_TASK TO CARRY OUT:_
Please write out the lines as a numbered list, skipping any blank lines, from the line with "For every instance of the necktie" up to and including the line with "x=326 y=464".

────────────────────

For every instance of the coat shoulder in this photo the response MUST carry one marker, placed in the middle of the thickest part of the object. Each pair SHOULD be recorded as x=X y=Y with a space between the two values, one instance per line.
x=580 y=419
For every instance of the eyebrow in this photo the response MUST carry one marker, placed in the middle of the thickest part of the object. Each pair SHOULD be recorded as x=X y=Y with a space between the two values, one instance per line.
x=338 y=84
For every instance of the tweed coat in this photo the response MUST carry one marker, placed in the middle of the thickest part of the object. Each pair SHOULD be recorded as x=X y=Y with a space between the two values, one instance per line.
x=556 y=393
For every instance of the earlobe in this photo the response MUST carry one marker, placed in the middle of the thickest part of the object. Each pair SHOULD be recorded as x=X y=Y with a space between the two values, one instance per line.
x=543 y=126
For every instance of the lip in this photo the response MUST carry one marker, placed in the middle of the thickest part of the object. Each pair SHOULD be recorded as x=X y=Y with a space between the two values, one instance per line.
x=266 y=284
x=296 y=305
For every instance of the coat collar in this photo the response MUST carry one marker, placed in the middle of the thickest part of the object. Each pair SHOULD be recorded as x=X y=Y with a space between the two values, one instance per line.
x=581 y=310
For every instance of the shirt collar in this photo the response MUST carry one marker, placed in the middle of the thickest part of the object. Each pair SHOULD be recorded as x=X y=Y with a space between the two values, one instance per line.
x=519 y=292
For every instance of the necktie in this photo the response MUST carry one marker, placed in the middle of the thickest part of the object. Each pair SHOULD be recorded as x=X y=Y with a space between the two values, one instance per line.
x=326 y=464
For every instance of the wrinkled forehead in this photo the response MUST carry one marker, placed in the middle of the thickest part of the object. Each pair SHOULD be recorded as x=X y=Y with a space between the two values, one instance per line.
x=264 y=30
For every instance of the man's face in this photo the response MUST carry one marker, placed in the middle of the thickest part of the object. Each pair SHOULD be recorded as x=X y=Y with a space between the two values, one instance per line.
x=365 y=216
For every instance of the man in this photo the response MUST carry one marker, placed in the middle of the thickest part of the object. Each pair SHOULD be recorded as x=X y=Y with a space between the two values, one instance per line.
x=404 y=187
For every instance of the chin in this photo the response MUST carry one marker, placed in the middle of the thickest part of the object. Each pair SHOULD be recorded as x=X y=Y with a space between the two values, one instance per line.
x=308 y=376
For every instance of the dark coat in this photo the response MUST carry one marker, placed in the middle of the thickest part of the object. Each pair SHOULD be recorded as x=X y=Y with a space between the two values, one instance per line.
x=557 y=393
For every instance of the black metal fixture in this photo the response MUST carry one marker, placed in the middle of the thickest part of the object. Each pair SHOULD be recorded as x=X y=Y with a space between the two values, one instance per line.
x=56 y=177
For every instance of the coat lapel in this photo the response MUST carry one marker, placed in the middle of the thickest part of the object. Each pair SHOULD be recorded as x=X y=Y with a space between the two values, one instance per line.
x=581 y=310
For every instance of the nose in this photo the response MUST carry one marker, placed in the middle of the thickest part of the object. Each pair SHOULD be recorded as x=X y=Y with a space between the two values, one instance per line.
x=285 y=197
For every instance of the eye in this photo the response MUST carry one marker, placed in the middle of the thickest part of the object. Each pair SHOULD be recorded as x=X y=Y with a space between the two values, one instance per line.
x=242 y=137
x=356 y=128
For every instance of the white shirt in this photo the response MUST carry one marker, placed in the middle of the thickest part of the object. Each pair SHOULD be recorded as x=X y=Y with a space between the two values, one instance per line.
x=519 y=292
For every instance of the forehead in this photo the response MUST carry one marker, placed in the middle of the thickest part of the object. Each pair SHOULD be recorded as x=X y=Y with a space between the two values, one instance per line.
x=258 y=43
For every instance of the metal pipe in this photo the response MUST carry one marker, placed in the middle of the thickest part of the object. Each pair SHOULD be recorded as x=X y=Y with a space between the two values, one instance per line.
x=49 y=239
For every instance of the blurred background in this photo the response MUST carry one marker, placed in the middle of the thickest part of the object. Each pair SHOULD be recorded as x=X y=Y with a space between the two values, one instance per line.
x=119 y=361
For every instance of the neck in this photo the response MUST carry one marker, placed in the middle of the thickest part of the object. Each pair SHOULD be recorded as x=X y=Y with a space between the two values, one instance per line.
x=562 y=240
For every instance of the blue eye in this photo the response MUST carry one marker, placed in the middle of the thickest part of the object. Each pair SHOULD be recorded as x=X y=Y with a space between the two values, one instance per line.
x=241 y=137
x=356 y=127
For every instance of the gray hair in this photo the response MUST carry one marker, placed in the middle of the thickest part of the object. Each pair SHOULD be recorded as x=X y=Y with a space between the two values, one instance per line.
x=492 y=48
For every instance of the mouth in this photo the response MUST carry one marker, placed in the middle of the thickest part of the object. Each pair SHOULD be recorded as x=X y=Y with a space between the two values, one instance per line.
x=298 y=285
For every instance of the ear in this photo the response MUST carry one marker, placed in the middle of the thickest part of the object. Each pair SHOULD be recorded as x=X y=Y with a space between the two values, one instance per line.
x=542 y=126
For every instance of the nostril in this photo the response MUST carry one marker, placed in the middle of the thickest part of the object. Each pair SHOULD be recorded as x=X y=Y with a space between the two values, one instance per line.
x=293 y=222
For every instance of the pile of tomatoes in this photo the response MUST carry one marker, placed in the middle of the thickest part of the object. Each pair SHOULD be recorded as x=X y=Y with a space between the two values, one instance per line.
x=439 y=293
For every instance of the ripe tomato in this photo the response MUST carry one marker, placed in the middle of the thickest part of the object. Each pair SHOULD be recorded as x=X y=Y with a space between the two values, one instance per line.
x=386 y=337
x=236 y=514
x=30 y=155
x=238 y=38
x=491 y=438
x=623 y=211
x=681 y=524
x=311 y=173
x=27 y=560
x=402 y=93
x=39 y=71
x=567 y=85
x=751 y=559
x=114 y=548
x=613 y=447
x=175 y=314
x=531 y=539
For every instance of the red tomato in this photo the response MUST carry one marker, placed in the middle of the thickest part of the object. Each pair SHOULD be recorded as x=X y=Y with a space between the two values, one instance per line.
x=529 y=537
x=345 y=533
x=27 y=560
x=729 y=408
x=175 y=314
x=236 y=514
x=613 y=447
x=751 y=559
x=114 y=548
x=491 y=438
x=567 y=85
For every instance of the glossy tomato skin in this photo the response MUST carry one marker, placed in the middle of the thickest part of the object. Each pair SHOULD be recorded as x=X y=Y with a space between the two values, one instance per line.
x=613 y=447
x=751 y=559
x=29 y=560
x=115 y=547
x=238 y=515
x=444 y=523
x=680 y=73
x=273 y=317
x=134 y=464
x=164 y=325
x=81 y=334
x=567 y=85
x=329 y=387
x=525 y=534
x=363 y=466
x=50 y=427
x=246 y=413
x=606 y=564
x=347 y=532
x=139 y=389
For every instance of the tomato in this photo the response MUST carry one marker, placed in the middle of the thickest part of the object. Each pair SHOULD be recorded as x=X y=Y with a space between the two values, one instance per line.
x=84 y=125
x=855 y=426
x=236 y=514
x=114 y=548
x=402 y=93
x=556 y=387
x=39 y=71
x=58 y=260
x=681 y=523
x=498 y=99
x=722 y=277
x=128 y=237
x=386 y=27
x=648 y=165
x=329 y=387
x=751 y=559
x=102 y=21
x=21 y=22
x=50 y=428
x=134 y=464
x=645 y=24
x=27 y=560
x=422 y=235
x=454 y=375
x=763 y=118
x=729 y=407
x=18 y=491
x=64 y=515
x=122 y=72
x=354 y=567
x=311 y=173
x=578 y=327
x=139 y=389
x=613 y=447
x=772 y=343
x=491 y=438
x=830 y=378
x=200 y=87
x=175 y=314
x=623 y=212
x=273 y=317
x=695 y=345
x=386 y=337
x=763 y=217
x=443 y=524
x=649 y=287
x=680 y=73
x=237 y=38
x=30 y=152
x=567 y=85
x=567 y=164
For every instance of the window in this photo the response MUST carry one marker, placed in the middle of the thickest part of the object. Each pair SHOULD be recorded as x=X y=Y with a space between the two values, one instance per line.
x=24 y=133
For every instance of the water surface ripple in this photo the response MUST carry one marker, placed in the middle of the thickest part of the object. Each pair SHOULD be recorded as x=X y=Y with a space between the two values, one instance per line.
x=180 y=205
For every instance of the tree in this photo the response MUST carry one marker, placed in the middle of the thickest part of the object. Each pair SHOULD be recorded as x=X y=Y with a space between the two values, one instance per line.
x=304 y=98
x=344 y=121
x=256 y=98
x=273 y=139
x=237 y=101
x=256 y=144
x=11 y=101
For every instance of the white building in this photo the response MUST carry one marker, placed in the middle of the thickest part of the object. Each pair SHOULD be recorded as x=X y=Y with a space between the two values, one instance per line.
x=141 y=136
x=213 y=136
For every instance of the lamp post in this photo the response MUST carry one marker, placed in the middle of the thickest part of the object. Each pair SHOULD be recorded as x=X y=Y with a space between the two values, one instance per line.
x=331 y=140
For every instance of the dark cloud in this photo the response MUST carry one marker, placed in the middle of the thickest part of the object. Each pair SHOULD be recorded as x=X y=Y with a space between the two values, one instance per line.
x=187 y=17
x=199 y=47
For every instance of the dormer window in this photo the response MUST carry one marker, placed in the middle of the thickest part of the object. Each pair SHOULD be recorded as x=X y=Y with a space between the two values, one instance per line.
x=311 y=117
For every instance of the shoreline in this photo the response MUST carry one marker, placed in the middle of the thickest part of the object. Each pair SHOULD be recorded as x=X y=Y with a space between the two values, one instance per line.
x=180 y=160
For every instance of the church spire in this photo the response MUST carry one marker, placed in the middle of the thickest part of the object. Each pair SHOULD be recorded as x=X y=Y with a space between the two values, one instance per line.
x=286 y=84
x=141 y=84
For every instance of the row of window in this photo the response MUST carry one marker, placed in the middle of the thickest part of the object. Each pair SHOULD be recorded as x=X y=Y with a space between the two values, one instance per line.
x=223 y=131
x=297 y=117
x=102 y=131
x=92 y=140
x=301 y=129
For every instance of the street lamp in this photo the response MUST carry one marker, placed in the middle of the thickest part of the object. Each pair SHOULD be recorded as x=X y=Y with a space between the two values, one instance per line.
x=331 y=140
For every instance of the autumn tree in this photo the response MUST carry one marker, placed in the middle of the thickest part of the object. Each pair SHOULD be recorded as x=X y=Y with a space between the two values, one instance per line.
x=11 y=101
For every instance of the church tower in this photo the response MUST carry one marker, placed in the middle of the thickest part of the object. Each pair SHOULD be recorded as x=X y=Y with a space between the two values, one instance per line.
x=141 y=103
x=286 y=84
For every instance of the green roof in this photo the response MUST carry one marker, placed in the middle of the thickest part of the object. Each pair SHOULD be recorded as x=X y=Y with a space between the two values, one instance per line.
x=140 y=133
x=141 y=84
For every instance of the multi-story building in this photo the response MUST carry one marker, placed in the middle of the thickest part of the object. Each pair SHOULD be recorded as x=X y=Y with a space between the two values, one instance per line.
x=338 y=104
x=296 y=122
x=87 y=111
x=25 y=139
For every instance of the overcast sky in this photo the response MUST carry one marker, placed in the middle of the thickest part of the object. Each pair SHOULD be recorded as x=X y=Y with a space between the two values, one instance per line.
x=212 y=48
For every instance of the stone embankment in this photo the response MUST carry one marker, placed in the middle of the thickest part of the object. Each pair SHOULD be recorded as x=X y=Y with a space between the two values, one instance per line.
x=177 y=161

────────────────────

_SOLUTION FOR THIS PROBLEM:_
1. For every instance of the necktie in this photo the response MUST carry one marker, placed in the middle of the thickest part of the object. Each pair SHOULD be recorded as x=X y=Y with a space between the two values, one instance per line.
2. x=326 y=464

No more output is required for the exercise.